• Given problem: Convert the material below into a Markdown table with the columns "Row" and "Line", covering the lines from the one containing "of the cooked" through the last line of the material. Number the rows, skip blank lines, and leave the pictures out.

• • • • •

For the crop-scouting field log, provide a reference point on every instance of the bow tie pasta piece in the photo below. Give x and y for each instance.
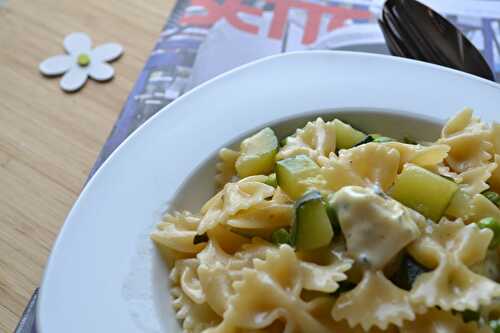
(494, 180)
(266, 215)
(374, 302)
(324, 278)
(337, 175)
(234, 198)
(473, 181)
(184, 274)
(217, 284)
(195, 318)
(375, 226)
(437, 321)
(375, 163)
(481, 207)
(449, 249)
(226, 171)
(424, 156)
(469, 140)
(495, 136)
(177, 232)
(314, 140)
(268, 294)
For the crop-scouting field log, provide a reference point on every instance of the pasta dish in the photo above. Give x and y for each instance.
(334, 230)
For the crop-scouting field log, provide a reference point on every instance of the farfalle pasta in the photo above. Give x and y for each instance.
(334, 230)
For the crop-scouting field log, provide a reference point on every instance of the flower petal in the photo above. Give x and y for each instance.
(106, 52)
(56, 65)
(101, 71)
(77, 42)
(74, 79)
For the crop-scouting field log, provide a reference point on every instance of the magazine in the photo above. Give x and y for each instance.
(204, 38)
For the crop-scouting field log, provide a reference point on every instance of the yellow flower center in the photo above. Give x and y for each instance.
(83, 60)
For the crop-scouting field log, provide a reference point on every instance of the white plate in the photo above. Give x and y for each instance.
(104, 275)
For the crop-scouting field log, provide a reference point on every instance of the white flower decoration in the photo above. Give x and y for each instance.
(81, 61)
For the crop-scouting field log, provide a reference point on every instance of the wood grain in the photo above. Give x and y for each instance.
(48, 139)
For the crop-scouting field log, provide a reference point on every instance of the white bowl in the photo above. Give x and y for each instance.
(104, 274)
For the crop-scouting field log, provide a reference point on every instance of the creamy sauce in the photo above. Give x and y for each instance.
(375, 226)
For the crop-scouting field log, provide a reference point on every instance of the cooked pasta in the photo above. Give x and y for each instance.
(335, 230)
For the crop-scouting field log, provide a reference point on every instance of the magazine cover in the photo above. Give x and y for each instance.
(204, 38)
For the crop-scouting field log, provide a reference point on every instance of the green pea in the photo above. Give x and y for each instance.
(495, 325)
(280, 236)
(493, 225)
(493, 197)
(271, 180)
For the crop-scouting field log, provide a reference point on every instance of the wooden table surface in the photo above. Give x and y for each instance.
(49, 140)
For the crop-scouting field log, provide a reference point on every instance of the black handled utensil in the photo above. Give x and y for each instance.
(413, 30)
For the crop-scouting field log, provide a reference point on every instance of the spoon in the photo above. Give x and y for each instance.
(413, 30)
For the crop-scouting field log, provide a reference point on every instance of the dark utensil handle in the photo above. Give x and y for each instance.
(27, 322)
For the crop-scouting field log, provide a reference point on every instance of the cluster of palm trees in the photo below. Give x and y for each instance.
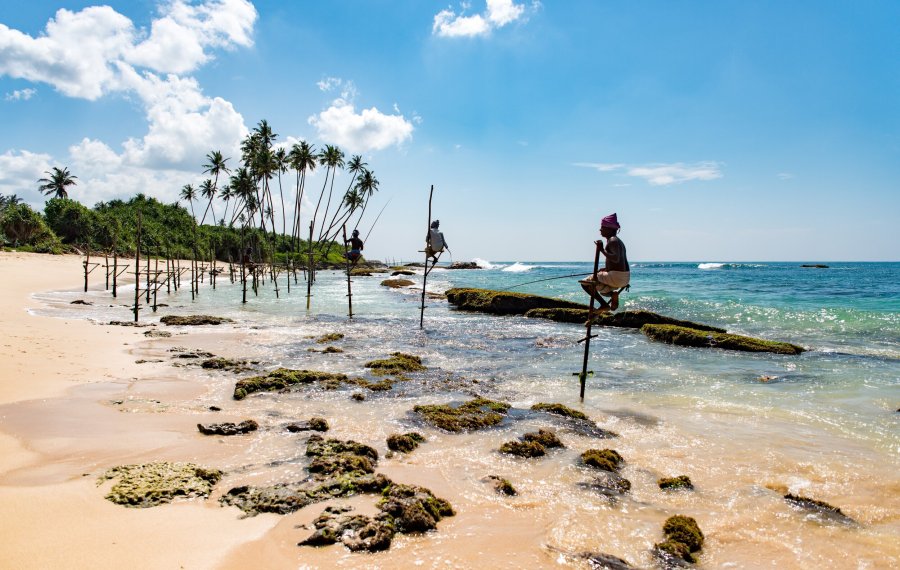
(250, 195)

• • • • •

• The reply:
| Row | Line |
|---|---|
| 1 | For the crop-scouting field log, provide a reference point on every instance of the cooked pasta in the photo above. Give x and y for each instance. |
| 2 | (335, 230) |
| 3 | For the crop-scouting field log, provide a reference point on every instance of the magazine cover in the photo above. Give x and y for each instance. |
| 4 | (204, 38) |
| 5 | For the crop-scouting field log, provide a reference point on every instance of the green pea in the photo above. Give x and y for each instance. |
| 6 | (495, 325) |
| 7 | (280, 236) |
| 8 | (493, 225) |
| 9 | (493, 197) |
| 10 | (271, 180) |
| 11 | For the crop-scouting field log, provide a reference point on every instance of the wooden table surface in the photo above. Give x and y for each instance. |
| 12 | (49, 140) |
| 13 | For the crop-scouting field log, provide a reference point on every instance of the black handled utensil in the photo above. Give x and y for each instance. |
| 14 | (413, 30) |
| 15 | For the crop-scouting field log, provide a reference point on every instance of the spoon in the photo above. Give x and y for each instance. |
| 16 | (413, 30) |
| 17 | For the crop-scouting field log, provide a reference point on every instance of the dark utensil handle in the photo above. Give x and y for each instance. |
| 18 | (27, 322) |
| 19 | For the crop-scouting field log, provide a reference point on every instance of the cluster of palm trees in the photo below. Give x and y for each instance. |
| 20 | (250, 195) |